### WHAT IS EXPECTED:
Extract all of the data and reproduce it precisely.
==*==
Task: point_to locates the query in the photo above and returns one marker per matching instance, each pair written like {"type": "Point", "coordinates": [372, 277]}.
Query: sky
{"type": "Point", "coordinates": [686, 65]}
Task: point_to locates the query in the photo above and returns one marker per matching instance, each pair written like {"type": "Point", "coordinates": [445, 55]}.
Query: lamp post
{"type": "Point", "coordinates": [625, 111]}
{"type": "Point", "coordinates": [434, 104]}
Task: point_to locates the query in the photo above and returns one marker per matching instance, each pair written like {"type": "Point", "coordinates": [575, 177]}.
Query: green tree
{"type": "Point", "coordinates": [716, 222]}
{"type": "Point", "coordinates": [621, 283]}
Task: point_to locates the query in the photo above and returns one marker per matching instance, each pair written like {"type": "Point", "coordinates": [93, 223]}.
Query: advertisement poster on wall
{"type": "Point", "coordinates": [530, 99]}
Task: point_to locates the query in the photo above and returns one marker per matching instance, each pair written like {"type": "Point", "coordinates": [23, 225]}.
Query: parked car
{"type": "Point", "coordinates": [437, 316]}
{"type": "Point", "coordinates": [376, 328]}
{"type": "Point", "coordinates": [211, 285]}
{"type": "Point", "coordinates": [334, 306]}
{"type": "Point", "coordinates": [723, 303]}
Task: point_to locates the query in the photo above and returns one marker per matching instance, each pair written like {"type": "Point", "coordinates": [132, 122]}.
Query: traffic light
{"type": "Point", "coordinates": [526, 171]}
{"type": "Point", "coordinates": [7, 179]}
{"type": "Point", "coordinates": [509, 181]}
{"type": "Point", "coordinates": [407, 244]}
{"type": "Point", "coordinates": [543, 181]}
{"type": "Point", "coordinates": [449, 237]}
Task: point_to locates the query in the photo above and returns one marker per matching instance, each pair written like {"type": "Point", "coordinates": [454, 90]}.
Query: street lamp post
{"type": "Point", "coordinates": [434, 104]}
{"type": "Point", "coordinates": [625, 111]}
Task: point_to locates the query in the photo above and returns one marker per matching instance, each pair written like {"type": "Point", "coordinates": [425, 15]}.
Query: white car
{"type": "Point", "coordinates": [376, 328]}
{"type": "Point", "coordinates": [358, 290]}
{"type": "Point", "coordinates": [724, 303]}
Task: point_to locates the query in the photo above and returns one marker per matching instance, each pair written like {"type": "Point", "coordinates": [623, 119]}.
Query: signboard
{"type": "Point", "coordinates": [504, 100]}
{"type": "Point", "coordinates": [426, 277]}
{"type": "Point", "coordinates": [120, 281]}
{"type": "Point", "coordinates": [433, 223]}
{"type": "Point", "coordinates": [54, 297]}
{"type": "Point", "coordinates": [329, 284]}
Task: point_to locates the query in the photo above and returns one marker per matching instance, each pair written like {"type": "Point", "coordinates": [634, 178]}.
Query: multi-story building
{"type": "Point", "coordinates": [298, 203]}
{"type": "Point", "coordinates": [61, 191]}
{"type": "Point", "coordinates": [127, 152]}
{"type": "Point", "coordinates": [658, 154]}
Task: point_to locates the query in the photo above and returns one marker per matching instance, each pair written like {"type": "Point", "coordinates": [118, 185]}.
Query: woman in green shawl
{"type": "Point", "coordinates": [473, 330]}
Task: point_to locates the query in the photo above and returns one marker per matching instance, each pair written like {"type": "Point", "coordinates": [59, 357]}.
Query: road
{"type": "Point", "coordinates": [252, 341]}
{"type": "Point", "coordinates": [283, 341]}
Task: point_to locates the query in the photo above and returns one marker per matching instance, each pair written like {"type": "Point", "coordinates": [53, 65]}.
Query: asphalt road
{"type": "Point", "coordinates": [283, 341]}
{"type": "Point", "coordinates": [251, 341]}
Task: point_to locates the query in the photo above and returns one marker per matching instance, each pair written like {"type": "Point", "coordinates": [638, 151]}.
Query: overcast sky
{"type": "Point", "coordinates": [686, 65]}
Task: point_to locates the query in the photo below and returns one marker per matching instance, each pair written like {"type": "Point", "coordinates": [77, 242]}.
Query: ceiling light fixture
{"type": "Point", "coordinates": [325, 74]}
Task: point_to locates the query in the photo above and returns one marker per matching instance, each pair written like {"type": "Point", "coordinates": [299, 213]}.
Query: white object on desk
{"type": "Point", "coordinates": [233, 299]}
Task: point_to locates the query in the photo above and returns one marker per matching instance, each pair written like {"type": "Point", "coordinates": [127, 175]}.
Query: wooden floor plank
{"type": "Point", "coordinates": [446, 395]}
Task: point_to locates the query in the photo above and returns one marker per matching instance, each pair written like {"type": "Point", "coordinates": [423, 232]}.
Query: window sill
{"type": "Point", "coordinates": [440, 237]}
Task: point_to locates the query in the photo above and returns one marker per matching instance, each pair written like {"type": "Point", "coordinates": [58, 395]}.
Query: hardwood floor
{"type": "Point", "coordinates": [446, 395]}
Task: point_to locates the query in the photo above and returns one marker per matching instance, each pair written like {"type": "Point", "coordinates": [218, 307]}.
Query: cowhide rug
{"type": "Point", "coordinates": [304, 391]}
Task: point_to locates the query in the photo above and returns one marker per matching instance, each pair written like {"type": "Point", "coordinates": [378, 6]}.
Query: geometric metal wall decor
==*==
### RESPONSE TO THIS TASK:
Task: point_to locates the query in the photo above and returns one marker per matching instance, each pair written like {"type": "Point", "coordinates": [372, 277]}.
Query: sky
{"type": "Point", "coordinates": [686, 65]}
Task: point_to locates the query in the photo above and returns one marker per matching instance, each pair written like {"type": "Point", "coordinates": [445, 55]}.
Query: lamp post
{"type": "Point", "coordinates": [625, 111]}
{"type": "Point", "coordinates": [434, 104]}
Task: point_to locates the query in the photo above and returns one marker per matching instance, each pair written like {"type": "Point", "coordinates": [575, 177]}.
Query: green tree
{"type": "Point", "coordinates": [716, 222]}
{"type": "Point", "coordinates": [621, 283]}
Task: point_to locates the query in the photo above and returns one marker per matching instance, each pair written like {"type": "Point", "coordinates": [93, 223]}.
Query: advertisement poster on wall
{"type": "Point", "coordinates": [530, 99]}
Task: point_to locates the query in the photo above and returns one marker per matching instance, each pair written like {"type": "Point", "coordinates": [23, 225]}.
Query: parked car
{"type": "Point", "coordinates": [437, 316]}
{"type": "Point", "coordinates": [376, 328]}
{"type": "Point", "coordinates": [211, 285]}
{"type": "Point", "coordinates": [334, 306]}
{"type": "Point", "coordinates": [723, 303]}
Task: point_to locates the query in the photo above and returns one marker per matching instance, each pair written like {"type": "Point", "coordinates": [132, 122]}.
Query: traffic light
{"type": "Point", "coordinates": [526, 171]}
{"type": "Point", "coordinates": [7, 179]}
{"type": "Point", "coordinates": [509, 181]}
{"type": "Point", "coordinates": [407, 244]}
{"type": "Point", "coordinates": [543, 181]}
{"type": "Point", "coordinates": [449, 237]}
Task: point_to locates the query in the photo above and returns one marker per matching instance, each pair written like {"type": "Point", "coordinates": [454, 90]}.
Query: street lamp post
{"type": "Point", "coordinates": [434, 104]}
{"type": "Point", "coordinates": [625, 111]}
Task: point_to locates the query in the photo above and returns one marker per matching instance, each pair written like {"type": "Point", "coordinates": [425, 15]}.
Query: white car
{"type": "Point", "coordinates": [376, 328]}
{"type": "Point", "coordinates": [358, 290]}
{"type": "Point", "coordinates": [724, 303]}
Task: point_to locates the query in the photo above and returns one marker per matching instance, each pair written like {"type": "Point", "coordinates": [623, 119]}.
Query: signboard
{"type": "Point", "coordinates": [504, 100]}
{"type": "Point", "coordinates": [426, 277]}
{"type": "Point", "coordinates": [120, 281]}
{"type": "Point", "coordinates": [433, 223]}
{"type": "Point", "coordinates": [54, 297]}
{"type": "Point", "coordinates": [329, 284]}
Task: point_to locates the query in the photo above and returns one marker per matching instance, each pair written like {"type": "Point", "coordinates": [634, 178]}.
Query: multi-story building
{"type": "Point", "coordinates": [298, 203]}
{"type": "Point", "coordinates": [61, 191]}
{"type": "Point", "coordinates": [127, 152]}
{"type": "Point", "coordinates": [658, 154]}
Task: point_to locates the query in the photo above and returns one marker per matching instance, each pair written like {"type": "Point", "coordinates": [118, 185]}.
Query: woman in green shawl
{"type": "Point", "coordinates": [473, 330]}
Task: point_to locates the query in the photo above and returns one marker per matching instance, each pair written like {"type": "Point", "coordinates": [59, 357]}.
Query: road
{"type": "Point", "coordinates": [252, 341]}
{"type": "Point", "coordinates": [283, 341]}
Task: point_to locates the query in the photo above and returns one marker per matching instance, each pair written like {"type": "Point", "coordinates": [53, 65]}.
Query: asphalt road
{"type": "Point", "coordinates": [283, 341]}
{"type": "Point", "coordinates": [251, 341]}
Task: point_to locates the query in the photo above and returns one marker per matching instance, each pair written like {"type": "Point", "coordinates": [638, 151]}.
Query: overcast sky
{"type": "Point", "coordinates": [686, 65]}
Task: point_to locates the query in the photo below and returns one marker per matching instance, each pair written like {"type": "Point", "coordinates": [77, 242]}.
Query: ceiling light fixture
{"type": "Point", "coordinates": [325, 74]}
Task: point_to locates the query in the photo above and returns one marker per matching instance, each pair written like {"type": "Point", "coordinates": [299, 213]}.
Query: white object on desk
{"type": "Point", "coordinates": [233, 299]}
Task: point_to locates the query in the photo above and returns one marker per matching instance, each pair written like {"type": "Point", "coordinates": [127, 175]}.
Query: wooden floor plank
{"type": "Point", "coordinates": [446, 395]}
Task: point_to locates the query in the photo above and returns one marker per matching instance, each pair written like {"type": "Point", "coordinates": [423, 232]}.
Query: window sill
{"type": "Point", "coordinates": [440, 237]}
Task: point_to locates the query in the photo above and returns one marker per matching instance, each pair written like {"type": "Point", "coordinates": [58, 395]}.
Query: hardwood floor
{"type": "Point", "coordinates": [446, 395]}
Task: point_to locates the query in the photo above and returns one marker per matching instance, each pair written like {"type": "Point", "coordinates": [218, 307]}.
Query: cowhide rug
{"type": "Point", "coordinates": [304, 391]}
Task: point_to locates the query in the photo above and returns one marker per matching instance, each pair written like {"type": "Point", "coordinates": [378, 6]}.
Query: geometric metal wall decor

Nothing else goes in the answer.